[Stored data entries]
>>>
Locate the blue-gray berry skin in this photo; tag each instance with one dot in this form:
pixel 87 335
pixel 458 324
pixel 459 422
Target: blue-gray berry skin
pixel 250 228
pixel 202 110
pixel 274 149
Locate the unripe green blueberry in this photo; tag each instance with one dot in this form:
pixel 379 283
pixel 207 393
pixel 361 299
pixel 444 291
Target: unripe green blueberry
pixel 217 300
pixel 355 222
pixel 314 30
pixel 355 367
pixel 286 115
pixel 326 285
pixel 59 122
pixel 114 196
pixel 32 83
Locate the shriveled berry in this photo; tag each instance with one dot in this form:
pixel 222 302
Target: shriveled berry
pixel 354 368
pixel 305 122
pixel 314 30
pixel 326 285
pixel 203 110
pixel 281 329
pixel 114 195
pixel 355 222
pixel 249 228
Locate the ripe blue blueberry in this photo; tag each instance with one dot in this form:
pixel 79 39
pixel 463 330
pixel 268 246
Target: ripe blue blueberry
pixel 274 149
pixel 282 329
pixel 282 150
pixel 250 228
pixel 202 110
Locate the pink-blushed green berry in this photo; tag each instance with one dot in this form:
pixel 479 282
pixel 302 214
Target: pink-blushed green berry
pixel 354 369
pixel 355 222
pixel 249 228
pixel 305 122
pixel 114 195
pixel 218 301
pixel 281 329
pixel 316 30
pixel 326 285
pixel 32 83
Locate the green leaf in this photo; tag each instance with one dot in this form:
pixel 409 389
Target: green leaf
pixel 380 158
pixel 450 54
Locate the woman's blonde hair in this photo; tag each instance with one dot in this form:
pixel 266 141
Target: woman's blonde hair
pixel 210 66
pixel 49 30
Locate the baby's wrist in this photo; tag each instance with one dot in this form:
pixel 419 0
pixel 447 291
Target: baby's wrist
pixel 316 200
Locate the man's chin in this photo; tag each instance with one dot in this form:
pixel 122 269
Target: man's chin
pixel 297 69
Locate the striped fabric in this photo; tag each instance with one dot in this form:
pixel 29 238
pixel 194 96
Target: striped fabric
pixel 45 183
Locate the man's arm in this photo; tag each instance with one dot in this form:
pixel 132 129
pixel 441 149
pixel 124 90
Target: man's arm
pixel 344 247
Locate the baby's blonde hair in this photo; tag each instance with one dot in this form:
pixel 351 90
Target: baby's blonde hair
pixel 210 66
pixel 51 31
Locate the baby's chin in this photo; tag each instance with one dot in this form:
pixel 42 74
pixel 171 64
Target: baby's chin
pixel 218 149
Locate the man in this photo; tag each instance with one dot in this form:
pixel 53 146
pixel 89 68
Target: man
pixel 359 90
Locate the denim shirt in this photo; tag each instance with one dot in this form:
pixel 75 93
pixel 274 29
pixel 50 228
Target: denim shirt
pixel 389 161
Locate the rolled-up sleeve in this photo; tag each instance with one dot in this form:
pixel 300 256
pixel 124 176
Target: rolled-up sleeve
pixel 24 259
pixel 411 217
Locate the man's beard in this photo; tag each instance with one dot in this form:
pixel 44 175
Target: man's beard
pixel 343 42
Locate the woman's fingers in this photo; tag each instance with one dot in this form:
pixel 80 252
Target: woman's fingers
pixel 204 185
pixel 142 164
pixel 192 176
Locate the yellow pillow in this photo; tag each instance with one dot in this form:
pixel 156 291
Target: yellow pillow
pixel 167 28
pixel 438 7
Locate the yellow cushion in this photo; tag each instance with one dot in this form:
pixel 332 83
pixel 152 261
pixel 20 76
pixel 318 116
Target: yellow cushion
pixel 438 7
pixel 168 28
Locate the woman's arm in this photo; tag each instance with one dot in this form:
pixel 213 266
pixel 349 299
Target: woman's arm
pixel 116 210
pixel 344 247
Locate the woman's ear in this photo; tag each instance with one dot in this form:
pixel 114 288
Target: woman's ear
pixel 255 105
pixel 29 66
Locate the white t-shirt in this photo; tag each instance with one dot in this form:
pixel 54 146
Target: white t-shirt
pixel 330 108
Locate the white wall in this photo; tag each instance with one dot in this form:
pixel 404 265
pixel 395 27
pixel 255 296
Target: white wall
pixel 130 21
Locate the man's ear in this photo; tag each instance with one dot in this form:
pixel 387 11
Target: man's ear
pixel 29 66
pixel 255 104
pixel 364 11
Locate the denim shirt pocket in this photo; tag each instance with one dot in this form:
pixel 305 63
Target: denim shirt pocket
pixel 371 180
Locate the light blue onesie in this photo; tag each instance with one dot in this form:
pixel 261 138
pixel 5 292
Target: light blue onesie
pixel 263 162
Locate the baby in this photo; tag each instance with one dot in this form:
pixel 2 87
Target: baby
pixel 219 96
<<<
Work to be completed
Return, please, the lines of the data from the first through the line containing "pixel 222 302", both kept, exactly as they stand and nothing more.

Solution
Locate the blue-gray berry skin in this photo; tag each instance with one dot in this form:
pixel 87 335
pixel 458 324
pixel 459 422
Target: blue-gray berry skin
pixel 250 228
pixel 202 110
pixel 274 149
Locate the unripe green blueberry in this photo; tag each instance with one dot in this form:
pixel 379 283
pixel 207 393
pixel 361 299
pixel 444 291
Target: unripe green blueberry
pixel 217 300
pixel 355 222
pixel 314 30
pixel 355 367
pixel 286 115
pixel 326 285
pixel 59 122
pixel 114 196
pixel 32 83
Locate the shriveled berry in this photo; tag each instance with one dot in this form:
pixel 222 302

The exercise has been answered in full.